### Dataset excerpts
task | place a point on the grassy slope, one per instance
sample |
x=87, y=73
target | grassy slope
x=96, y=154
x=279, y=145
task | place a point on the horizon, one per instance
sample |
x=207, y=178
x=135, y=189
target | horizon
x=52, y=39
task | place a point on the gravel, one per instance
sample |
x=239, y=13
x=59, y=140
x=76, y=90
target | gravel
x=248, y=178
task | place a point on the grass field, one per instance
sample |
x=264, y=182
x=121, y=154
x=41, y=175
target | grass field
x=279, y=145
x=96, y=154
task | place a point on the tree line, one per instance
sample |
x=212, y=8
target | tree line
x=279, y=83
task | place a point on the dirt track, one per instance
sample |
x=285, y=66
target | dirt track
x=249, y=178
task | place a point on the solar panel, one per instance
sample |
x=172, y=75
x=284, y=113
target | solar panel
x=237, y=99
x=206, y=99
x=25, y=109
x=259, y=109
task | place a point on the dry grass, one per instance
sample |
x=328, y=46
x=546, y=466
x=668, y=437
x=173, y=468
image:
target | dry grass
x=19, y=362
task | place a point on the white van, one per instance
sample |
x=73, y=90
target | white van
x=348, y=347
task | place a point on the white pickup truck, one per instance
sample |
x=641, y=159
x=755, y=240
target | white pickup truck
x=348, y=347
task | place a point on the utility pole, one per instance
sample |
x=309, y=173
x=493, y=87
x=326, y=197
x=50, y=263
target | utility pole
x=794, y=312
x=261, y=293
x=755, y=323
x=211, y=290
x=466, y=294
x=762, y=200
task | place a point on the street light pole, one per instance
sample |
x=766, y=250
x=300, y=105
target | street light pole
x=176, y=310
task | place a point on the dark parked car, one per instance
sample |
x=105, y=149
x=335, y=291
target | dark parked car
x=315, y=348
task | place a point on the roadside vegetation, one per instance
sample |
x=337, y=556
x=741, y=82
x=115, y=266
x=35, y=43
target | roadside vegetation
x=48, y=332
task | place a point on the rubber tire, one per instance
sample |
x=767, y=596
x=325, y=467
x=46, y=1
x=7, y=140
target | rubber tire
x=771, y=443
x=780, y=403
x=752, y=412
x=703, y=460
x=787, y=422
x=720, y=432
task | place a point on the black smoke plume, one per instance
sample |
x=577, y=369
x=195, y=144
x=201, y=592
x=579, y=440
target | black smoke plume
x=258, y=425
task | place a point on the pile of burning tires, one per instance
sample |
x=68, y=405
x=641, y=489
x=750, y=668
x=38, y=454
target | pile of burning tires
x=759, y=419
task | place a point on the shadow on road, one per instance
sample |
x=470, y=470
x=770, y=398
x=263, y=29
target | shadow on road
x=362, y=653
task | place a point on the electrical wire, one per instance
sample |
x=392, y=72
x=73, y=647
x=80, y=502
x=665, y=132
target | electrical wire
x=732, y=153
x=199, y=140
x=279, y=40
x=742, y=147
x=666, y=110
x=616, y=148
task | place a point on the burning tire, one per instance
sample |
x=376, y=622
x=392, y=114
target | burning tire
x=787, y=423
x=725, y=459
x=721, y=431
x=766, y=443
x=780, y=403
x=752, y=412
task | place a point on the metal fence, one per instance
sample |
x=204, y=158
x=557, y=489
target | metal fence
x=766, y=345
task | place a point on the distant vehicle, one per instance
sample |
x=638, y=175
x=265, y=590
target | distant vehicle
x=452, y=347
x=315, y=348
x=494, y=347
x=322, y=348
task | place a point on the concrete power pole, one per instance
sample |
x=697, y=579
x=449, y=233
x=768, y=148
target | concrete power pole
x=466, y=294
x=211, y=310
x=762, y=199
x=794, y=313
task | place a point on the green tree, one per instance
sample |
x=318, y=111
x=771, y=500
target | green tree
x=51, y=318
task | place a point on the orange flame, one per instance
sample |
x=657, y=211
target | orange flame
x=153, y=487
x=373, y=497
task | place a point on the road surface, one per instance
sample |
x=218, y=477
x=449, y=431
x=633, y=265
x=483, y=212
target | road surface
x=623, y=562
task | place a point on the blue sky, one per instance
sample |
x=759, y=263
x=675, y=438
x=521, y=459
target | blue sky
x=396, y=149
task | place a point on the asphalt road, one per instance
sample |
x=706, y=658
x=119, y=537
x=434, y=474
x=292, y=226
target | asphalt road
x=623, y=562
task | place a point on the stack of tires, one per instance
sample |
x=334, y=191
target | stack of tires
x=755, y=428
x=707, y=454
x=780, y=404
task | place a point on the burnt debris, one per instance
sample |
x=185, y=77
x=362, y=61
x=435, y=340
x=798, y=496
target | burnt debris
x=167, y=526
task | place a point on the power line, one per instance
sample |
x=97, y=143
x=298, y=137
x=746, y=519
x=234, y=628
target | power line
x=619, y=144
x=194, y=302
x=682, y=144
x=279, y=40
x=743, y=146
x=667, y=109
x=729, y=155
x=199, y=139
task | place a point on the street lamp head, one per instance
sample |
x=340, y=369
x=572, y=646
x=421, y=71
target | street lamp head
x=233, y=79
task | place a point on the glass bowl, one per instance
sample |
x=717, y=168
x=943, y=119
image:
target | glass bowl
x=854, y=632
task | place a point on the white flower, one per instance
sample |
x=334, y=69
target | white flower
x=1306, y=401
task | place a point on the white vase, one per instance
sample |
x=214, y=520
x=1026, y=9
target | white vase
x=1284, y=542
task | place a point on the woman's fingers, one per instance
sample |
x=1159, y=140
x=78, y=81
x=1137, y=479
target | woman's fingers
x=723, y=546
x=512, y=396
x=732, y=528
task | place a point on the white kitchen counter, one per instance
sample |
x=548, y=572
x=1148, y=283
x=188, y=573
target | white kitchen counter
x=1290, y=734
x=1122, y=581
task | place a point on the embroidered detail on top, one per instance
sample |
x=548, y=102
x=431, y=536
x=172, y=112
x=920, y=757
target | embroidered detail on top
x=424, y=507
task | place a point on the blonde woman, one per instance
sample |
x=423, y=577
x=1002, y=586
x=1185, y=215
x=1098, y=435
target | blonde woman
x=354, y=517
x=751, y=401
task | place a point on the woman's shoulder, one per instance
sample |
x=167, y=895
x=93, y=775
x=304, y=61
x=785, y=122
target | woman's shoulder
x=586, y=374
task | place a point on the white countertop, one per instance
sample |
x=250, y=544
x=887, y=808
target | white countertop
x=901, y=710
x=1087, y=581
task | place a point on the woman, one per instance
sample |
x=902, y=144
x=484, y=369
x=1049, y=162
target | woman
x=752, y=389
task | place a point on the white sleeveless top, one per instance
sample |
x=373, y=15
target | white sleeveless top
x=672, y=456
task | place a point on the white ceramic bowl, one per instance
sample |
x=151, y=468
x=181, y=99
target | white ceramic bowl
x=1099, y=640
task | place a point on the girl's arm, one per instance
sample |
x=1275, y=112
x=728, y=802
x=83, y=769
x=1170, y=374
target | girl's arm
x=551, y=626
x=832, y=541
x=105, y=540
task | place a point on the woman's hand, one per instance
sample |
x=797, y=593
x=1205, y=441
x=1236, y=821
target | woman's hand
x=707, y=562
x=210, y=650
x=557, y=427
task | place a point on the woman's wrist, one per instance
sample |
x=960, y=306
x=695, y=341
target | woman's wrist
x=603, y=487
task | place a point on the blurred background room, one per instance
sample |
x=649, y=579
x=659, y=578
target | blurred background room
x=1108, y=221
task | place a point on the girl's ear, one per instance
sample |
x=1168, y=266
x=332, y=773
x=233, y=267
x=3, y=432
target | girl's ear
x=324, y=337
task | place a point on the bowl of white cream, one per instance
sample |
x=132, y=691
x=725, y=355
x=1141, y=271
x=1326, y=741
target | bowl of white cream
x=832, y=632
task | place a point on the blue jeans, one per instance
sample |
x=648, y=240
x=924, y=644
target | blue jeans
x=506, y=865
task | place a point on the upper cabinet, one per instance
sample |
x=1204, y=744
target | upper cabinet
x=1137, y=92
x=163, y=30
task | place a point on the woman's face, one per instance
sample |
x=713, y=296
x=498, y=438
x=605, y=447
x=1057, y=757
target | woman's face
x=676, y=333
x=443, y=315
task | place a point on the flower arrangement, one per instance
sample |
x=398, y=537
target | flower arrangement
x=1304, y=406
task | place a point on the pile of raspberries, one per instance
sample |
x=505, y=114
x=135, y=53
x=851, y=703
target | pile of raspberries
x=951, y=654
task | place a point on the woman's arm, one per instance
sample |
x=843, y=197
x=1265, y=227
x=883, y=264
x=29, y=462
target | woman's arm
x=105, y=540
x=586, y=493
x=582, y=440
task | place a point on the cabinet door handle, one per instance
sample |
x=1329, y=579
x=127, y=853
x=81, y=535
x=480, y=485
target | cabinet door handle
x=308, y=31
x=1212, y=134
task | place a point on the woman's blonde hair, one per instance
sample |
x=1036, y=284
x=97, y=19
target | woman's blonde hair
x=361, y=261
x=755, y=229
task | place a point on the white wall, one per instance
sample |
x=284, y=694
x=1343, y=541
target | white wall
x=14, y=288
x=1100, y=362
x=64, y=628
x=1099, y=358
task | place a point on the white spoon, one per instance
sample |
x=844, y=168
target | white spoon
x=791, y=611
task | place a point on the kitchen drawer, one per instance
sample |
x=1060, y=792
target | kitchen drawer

### What to work on
Each line of the data that includes "drawer" counts once; say how many there are, giving nothing but the number.

### Result
2